◆ **Brief**:
Nothing but the lines from the one that contains "of the pedestrian." through the end of the listing should appear, set down exactly.

◆ **Record set**:
------------------------------------------------
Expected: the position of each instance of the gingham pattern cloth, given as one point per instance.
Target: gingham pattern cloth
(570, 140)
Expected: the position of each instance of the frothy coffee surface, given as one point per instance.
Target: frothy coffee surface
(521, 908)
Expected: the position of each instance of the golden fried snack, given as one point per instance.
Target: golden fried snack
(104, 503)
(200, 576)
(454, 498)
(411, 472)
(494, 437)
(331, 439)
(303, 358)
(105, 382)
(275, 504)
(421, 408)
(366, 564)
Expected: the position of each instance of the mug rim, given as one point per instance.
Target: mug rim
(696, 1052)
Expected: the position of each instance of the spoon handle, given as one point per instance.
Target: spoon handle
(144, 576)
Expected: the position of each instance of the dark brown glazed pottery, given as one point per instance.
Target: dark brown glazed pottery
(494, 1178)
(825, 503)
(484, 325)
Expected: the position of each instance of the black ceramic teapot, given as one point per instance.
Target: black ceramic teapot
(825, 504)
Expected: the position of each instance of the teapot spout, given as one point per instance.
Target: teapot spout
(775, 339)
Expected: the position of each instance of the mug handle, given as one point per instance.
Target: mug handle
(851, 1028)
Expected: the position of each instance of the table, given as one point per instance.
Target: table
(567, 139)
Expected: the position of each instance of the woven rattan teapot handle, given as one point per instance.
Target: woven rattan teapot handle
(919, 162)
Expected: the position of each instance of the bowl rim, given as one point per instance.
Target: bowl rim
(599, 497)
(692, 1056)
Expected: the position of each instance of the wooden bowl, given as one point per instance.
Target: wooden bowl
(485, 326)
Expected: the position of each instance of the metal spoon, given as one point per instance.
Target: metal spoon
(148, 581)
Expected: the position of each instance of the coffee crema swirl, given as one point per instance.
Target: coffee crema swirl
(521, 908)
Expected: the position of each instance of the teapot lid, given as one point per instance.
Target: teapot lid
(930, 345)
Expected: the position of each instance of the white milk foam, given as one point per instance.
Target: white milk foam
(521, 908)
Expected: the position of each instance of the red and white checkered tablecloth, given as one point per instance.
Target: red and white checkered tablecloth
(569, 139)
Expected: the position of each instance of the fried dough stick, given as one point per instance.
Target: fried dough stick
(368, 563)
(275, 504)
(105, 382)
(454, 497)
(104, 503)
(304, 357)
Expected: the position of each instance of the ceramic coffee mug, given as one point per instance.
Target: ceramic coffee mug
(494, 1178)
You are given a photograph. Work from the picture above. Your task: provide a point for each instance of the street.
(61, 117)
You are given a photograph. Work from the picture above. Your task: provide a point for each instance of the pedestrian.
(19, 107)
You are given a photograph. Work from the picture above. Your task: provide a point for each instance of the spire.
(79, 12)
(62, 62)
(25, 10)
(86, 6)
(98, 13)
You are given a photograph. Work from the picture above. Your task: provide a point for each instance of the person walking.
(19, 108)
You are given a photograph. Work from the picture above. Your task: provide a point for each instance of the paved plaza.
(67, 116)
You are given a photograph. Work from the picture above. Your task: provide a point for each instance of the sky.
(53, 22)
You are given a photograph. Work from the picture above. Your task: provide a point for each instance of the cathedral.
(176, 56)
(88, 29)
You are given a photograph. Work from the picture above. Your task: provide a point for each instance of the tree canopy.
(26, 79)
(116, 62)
------------------------------------------------
◆ **Problem solution**:
You are given a photograph. Work from the picture above. Your task: provide a point for each instance of the pedestrian.
(19, 107)
You are given a photograph. Work from the picture above. Your task: provide a point for each instance of the spire.
(79, 12)
(62, 62)
(25, 10)
(86, 6)
(98, 13)
You are given a photograph. Work from the picture above. Your task: provide a point for each instance of the person walking.
(19, 108)
You are given a photograph. Work from the picture above. Your task: provide a point for each instance of the paved plaza.
(67, 116)
You are given a photograph. Work from the picture above. Your task: provide a point for each instance of the sky.
(53, 22)
You are given a photograph. Work from the picture above. Your task: provide a point for each instance of the cathedral.
(176, 56)
(88, 29)
You are given a photograph. Work from the picture above. Your task: provide a point for each instance of the tree canopy.
(26, 79)
(116, 62)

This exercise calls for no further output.